Work to be completed: Print the lines of the listing below verbatim, starting at the beginning of the listing and ending at the line that contains "column 23, row 298", with both of those lines included. Leave the pictures out of the answer.

** begin Given data **

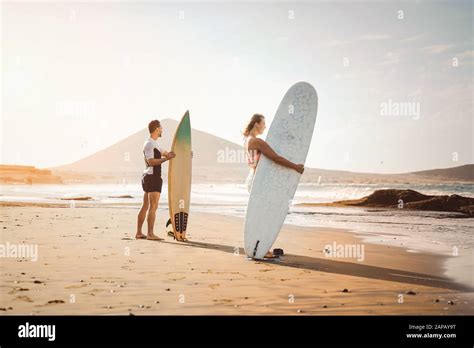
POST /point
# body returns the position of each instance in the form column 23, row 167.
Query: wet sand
column 90, row 263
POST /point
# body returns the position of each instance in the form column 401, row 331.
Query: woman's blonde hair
column 256, row 118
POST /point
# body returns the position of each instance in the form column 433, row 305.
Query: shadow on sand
column 346, row 268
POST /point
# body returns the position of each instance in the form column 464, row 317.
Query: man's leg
column 141, row 216
column 153, row 198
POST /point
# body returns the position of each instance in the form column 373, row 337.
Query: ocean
column 437, row 232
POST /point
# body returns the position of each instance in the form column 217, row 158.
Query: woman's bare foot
column 153, row 237
column 269, row 254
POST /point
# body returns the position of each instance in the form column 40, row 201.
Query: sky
column 394, row 79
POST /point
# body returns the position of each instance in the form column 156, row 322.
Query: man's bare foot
column 153, row 237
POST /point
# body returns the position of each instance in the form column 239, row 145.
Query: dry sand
column 89, row 263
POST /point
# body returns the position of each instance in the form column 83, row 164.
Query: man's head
column 154, row 127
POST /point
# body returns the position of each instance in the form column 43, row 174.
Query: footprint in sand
column 75, row 286
column 23, row 298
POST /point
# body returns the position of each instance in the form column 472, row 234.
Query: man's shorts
column 151, row 183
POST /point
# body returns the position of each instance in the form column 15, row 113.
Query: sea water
column 443, row 233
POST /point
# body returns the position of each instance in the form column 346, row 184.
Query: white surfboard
column 274, row 186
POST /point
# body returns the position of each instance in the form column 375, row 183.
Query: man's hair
column 153, row 125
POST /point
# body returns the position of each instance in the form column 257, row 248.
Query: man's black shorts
column 151, row 183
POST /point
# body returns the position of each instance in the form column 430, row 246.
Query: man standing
column 151, row 181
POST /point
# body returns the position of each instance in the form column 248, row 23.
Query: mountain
column 214, row 158
column 219, row 160
column 461, row 173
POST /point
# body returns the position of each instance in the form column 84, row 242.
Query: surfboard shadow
column 347, row 268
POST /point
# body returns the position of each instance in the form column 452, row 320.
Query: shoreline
column 83, row 253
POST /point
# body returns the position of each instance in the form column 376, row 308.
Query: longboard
column 179, row 178
column 274, row 186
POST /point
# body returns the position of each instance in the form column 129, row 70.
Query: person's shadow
column 346, row 268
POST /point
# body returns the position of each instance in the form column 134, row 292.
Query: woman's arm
column 263, row 147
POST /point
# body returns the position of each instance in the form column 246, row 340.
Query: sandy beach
column 89, row 263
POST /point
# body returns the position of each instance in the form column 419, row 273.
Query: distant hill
column 219, row 160
column 214, row 158
column 13, row 174
column 461, row 173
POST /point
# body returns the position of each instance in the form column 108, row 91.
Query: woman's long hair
column 256, row 118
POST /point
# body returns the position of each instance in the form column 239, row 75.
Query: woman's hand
column 299, row 168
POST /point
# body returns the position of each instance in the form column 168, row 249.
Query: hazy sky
column 394, row 79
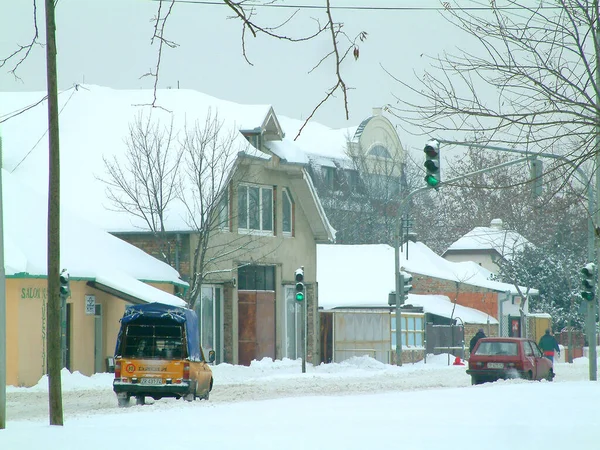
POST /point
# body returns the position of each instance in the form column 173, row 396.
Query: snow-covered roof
column 319, row 140
column 505, row 242
column 86, row 251
column 94, row 123
column 363, row 275
column 440, row 305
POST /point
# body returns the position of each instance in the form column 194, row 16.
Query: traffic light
column 299, row 276
column 432, row 163
column 537, row 170
column 64, row 283
column 588, row 281
column 405, row 281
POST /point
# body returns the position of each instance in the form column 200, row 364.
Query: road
column 31, row 404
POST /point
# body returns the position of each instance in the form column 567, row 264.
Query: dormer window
column 288, row 213
column 255, row 209
column 255, row 139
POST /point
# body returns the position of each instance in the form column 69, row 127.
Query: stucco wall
column 26, row 328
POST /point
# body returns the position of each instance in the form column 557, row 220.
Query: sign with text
column 90, row 305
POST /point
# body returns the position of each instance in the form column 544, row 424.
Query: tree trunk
column 54, row 303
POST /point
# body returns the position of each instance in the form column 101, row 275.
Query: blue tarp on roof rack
column 184, row 316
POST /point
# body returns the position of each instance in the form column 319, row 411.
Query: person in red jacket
column 549, row 345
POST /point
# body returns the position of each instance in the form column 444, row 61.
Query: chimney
column 496, row 224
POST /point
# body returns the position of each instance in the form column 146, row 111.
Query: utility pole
column 54, row 301
column 592, row 306
column 2, row 311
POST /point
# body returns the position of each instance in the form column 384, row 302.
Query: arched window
column 380, row 151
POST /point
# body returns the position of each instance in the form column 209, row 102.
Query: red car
column 502, row 358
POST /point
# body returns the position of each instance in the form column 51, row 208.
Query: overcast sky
column 108, row 43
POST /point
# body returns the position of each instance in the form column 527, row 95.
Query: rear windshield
column 497, row 348
column 153, row 341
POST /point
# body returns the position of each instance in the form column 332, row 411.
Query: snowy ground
column 354, row 405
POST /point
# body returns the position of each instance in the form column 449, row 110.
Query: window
column 287, row 213
column 380, row 150
column 383, row 186
column 328, row 174
column 256, row 278
column 209, row 307
column 223, row 210
column 412, row 330
column 255, row 209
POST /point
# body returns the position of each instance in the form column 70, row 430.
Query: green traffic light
column 431, row 180
column 589, row 296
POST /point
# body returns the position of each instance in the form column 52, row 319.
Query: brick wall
column 471, row 330
column 228, row 323
column 475, row 297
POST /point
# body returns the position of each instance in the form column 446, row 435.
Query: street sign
column 90, row 305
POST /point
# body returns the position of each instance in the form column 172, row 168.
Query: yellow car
column 158, row 354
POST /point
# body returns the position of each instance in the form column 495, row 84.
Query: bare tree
column 531, row 81
column 147, row 184
column 162, row 175
column 210, row 162
column 342, row 44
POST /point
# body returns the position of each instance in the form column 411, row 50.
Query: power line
column 445, row 6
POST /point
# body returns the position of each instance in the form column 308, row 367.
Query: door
column 514, row 326
column 98, row 353
column 256, row 326
column 209, row 310
column 256, row 313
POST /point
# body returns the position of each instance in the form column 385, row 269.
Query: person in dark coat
column 475, row 339
column 549, row 345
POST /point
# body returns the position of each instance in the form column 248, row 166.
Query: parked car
column 504, row 357
column 158, row 354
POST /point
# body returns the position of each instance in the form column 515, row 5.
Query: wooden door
column 256, row 325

** end Given data **

Solution to this task:
POST /point
# body returns the position of each instance in the form column 23, row 167.
Query: wet sand
column 90, row 263
POST /point
# body returns the position of each instance in the form column 401, row 331.
Query: woman's blonde hair
column 256, row 118
POST /point
# body returns the position of each instance in the form column 433, row 305.
Query: shadow on sand
column 346, row 268
POST /point
# body returns the position of each instance in the form column 464, row 317.
Query: man's leg
column 141, row 216
column 153, row 198
POST /point
# body returns the position of each instance in the form column 373, row 337.
Query: ocean
column 437, row 232
POST /point
# body returns the position of each instance in the form column 217, row 158.
Query: woman's bare foot
column 153, row 237
column 269, row 254
POST /point
# body returns the position of each instance in the form column 40, row 201.
Query: sky
column 394, row 79
POST /point
# body returns the position of each instance in the form column 156, row 322.
Query: man's bare foot
column 153, row 237
POST /point
# body returns the position of each instance in the form column 239, row 145.
Query: dry sand
column 89, row 263
POST /point
# body returns the position of each instance in the form column 83, row 164.
Query: man's head
column 154, row 127
POST /point
# body returns the position of each instance in the form column 43, row 174.
Query: footprint in sand
column 75, row 286
column 23, row 298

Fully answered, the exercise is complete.